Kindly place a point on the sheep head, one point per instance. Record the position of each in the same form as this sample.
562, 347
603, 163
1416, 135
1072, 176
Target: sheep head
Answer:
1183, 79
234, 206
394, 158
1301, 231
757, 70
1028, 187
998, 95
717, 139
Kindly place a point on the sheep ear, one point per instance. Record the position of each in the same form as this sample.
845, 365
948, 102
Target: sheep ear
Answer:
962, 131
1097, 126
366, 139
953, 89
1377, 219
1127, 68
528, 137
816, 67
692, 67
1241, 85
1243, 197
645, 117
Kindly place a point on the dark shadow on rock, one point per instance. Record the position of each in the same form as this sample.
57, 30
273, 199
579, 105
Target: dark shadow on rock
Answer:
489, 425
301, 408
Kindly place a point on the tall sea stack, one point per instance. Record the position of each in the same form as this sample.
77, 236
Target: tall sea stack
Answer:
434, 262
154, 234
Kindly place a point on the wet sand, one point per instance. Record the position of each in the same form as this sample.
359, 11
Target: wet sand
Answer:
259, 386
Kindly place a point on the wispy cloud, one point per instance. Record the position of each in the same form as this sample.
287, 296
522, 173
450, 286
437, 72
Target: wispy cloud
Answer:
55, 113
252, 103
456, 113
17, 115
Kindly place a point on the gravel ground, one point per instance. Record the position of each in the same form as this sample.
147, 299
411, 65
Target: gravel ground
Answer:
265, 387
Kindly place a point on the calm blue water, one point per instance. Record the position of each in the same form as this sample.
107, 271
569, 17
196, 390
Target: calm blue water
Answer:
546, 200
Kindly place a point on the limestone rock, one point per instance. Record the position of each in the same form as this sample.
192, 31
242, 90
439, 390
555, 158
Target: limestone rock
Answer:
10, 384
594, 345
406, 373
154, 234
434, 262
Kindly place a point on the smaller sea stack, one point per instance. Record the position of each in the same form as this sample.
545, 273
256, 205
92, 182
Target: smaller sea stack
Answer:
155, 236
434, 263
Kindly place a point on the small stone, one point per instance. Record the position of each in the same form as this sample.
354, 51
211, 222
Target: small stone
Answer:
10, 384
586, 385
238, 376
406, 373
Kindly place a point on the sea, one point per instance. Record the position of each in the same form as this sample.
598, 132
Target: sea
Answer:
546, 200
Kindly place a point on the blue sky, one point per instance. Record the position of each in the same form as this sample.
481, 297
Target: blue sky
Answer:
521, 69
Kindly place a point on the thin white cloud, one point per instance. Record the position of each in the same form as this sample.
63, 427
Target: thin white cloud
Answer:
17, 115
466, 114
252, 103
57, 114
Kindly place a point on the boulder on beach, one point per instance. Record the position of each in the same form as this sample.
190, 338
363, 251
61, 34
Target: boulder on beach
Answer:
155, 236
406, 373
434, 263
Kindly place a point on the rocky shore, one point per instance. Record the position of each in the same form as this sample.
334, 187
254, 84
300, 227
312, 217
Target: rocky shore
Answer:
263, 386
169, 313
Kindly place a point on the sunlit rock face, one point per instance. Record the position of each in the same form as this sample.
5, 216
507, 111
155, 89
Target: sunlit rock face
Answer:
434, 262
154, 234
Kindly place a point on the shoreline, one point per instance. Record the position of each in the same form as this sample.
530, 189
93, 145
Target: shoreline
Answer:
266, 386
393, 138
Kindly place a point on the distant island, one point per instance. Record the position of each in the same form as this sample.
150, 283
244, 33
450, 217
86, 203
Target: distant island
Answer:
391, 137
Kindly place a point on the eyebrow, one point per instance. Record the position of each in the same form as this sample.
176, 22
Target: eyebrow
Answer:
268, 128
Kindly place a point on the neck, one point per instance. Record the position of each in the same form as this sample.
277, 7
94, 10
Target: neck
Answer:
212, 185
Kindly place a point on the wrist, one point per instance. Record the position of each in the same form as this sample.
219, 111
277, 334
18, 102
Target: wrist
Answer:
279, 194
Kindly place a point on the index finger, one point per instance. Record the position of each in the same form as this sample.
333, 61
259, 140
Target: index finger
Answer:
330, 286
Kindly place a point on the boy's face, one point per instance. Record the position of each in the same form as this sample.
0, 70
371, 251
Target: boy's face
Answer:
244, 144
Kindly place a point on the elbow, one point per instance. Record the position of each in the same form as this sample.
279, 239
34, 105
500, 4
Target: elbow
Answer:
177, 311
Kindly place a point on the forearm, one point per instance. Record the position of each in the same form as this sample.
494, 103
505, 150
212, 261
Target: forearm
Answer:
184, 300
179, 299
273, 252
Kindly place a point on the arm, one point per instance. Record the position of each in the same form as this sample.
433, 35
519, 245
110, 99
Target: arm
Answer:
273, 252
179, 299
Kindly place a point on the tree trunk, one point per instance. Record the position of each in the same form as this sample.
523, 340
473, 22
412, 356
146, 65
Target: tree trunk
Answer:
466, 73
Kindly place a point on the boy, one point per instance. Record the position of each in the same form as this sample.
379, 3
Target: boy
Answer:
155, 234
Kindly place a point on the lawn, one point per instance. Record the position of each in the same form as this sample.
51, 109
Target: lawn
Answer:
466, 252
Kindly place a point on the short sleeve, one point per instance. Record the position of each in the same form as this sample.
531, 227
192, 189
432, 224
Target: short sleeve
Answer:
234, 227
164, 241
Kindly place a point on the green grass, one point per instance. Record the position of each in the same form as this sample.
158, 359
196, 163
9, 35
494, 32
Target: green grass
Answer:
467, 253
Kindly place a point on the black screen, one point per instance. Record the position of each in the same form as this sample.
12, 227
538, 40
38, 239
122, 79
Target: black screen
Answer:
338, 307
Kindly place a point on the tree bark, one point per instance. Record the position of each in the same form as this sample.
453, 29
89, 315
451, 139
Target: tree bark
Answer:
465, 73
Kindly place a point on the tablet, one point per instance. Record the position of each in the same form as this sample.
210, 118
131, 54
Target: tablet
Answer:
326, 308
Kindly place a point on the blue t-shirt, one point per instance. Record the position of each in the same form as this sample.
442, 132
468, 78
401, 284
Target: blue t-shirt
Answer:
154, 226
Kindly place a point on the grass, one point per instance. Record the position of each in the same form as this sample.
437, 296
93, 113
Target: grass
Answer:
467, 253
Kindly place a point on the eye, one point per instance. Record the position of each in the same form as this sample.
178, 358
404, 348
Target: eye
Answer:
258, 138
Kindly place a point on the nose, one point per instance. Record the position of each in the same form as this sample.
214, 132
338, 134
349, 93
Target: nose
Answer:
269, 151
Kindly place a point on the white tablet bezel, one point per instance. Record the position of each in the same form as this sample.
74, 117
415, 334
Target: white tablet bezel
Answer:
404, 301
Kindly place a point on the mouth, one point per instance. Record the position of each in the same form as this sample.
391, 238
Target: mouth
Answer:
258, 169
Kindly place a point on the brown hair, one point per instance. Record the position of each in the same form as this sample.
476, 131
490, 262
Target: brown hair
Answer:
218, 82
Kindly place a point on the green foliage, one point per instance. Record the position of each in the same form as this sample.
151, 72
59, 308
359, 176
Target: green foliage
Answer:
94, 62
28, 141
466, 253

What the task requires —
Reproduce all of the entries above verbatim, line for line, with nothing left out or changed.

Full solution —
Kindly place a point on the sheep head, one point per instance. Record the position of each in the same form as this sample.
562, 347
603, 163
1416, 135
1072, 176
Target: sheep head
Answer:
1183, 79
234, 206
394, 158
1301, 231
757, 70
1028, 187
998, 95
717, 139
Kindly place a point on the sheep ear, one point per instance. Record the position of each in the same form as this sample.
845, 365
948, 102
Target: sheep ear
Answer:
962, 131
1097, 126
366, 139
953, 89
1377, 219
1127, 68
528, 137
816, 67
692, 67
1241, 85
1243, 197
645, 117
Kindly place a point on the dark shadow on rock, one point per instance. Record the position of each in the same form as this sample.
57, 30
273, 199
579, 105
Target: dark shadow on rock
Answer:
489, 425
301, 408
Kindly place a point on the tall sea stack, one point per instance. Record the position of each in the same form as this sample.
77, 236
Target: tall sea stack
Answer:
434, 262
154, 234
Kindly place a point on the wet sand, one point per instance. Record the position of each in the same form as this sample.
359, 11
Target: wet sand
Answer:
259, 386
Kindly place a point on the wispy cloud, one point per instance. Record the position of each in the same form as this sample.
287, 296
522, 173
450, 286
437, 72
Target: wispy cloud
Answer:
55, 113
252, 103
456, 113
17, 115
Kindly place a point on the gravel ground, one point per instance. Record the position of each in the same form as this sample.
147, 299
411, 65
Target: gravel ground
Answer:
265, 387
Kindly place a point on the calm blue water, one point per instance. Record the position of each in the same form as this sample.
107, 271
569, 17
196, 390
Target: calm blue water
Answer:
546, 200
Kindly place a point on the limestone rock, one point per instance. Record the position of each in the same form as this sample.
192, 31
242, 90
439, 390
555, 158
Target: limestone rock
Answer:
10, 384
594, 345
406, 373
154, 234
434, 262
Kindly place a point on the smaller sea stack, one point per instance. Record the position of each in the same form as this sample.
545, 273
256, 205
92, 182
Target: smaller sea stack
Answer:
155, 236
434, 263
Kindly place a point on the small stone, one point per instance. Record the position of each in the same form as this sample.
354, 51
211, 222
Target: small stone
Answer:
10, 384
586, 385
238, 376
406, 373
Kindly place a point on the sea, one point per instance. Record the position of each in the same form as this sample.
598, 132
Target: sea
Answer:
546, 200
Kindly place a point on the blue sky, one point per instance. Record the position of each in the same form as this sample.
481, 297
Target: blue sky
Answer:
521, 69
Kindly place a point on the thin white cloud, one point per instance. Record the position of each in the same form as this sample.
63, 427
Target: thin white cloud
Answer:
17, 115
466, 114
252, 103
57, 114
Kindly place a point on the boulder on beach, one point per instance. Record the position of each in the same form as this sample.
190, 338
363, 251
61, 34
Target: boulder on beach
Answer:
155, 236
406, 373
434, 263
Kindly place a point on the rocky shore, one point per instance. Record the position of each in the same form as this sample.
334, 187
254, 84
300, 227
312, 217
Target: rocky shore
Answer:
263, 386
169, 313
Kindly place a point on the sunlit rock face, one point per instance. Record the position of each in the same form as this sample.
5, 216
507, 111
155, 89
Target: sunlit rock face
Answer:
434, 262
154, 234
Kindly place a point on the shoreline, one point per instance. Record the position of each in the same form as this sample.
530, 189
93, 145
Target: shoreline
Answer:
266, 386
393, 138
Kindly place a point on the distant island, one point per instance. Record the position of each in the same form as this sample.
150, 283
244, 33
450, 217
86, 203
Target: distant island
Answer:
391, 137
Kindly place a point on the eyebrow, one point per instance. Record the position of each in the same form as this sample.
176, 22
Target: eyebrow
Answer:
268, 128
Kindly place a point on the neck, one point per instance. Record the position of each in the same form as this sample.
277, 7
94, 10
Target: neck
Answer:
212, 185
Kindly place a point on the wrist, one point per instance. Record the position of each in the same form as this sample.
219, 111
277, 334
18, 102
Target: wrist
Answer:
279, 194
Kindly place a point on the index finger, one point per instance. Record the position of each in the same form as this sample.
333, 61
259, 140
Target: index finger
Answer:
330, 286
Kindly place a point on the boy's face, one point per instance. Record the position of each in the same form as this sample.
0, 70
371, 251
Target: boy's face
Answer:
244, 144
Kindly place a point on the elbow, one point per instance. Record the position of each in the same form as this sample.
279, 239
34, 105
500, 4
Target: elbow
Answer:
177, 311
Kindly place a point on the forearm, one point per instance. Record the position of each in the same form as this sample.
494, 103
505, 150
212, 261
Target: forearm
Answer:
184, 300
179, 299
273, 252
Kindly place a point on the arm, one point per instance. Record the position of each in the same form as this sample.
433, 35
519, 245
110, 99
Target: arm
Answer:
273, 252
179, 299
Kindly place a point on the tree trunk, one point per instance. Record the position of each in the same form as this sample.
523, 340
473, 22
412, 356
146, 65
Target: tree trunk
Answer:
466, 73
Kindly place a point on the boy, one point per instance. Record the position of each in the same form as this sample.
379, 3
Target: boy
Answer:
155, 234
Kindly place a point on the lawn, one point per instance. Record the position of each in the same form as this sample.
51, 109
Target: lawn
Answer:
466, 252
Kindly place a point on the short sleeve, one point per instance. Record the position of each in the same form as this sample.
531, 227
192, 189
432, 224
Target: short sleeve
Answer:
234, 227
164, 241
Kindly place a point on the green grass, one point per instance. Record the position of each in the same form as this sample.
158, 359
196, 163
9, 35
494, 32
Target: green grass
Answer:
467, 253
Kindly place a point on the black screen, one point per instance. Record the position of each in the same form as this sample.
12, 227
538, 40
38, 239
122, 79
Target: black screen
Answer:
338, 307
Kindly place a point on the tree bark, one point per instance. Record the position of each in the same form as this sample.
453, 29
89, 315
451, 139
Target: tree bark
Answer:
465, 73
Kindly place a point on the tablet, one point per instance. Record the position of each in the same form as this sample.
210, 118
131, 54
Target: tablet
Answer:
326, 308
Kindly place a point on the blue t-shirt, one point per instance. Record the position of each in the same form as this sample.
442, 132
468, 78
401, 284
Target: blue t-shirt
Answer:
154, 226
Kindly place a point on the grass, one point per instance. Record the position of each in the same form as this sample.
437, 296
93, 113
Target: grass
Answer:
467, 253
Kindly place a point on the eye, one point per instance. Record the position of each in the same form as this sample.
178, 358
404, 348
Target: eye
Answer:
258, 138
Kindly place a point on the nose, one point per instance. Record the position of each in the same form as this sample.
214, 132
338, 134
349, 93
Target: nose
Answer:
269, 151
Kindly place a point on the white tablet bezel, one point per instance. Record the position of each in the same form as this sample.
74, 117
415, 334
Target: white tablet bezel
Answer:
404, 301
Kindly place a point on the mouth, one point per instance. Record the position of each in the same form as this sample.
391, 238
Target: mouth
Answer:
258, 169
Kindly place a point on the brown hair, one point per instance. Record the position of each in the same form as this sample.
476, 131
490, 262
Target: brown hair
Answer:
218, 82
Kindly place a point on the green foliage, one point per instance. Record the position of each in the same form as this sample.
151, 72
59, 308
359, 176
Target: green foliage
Answer:
94, 62
28, 141
466, 253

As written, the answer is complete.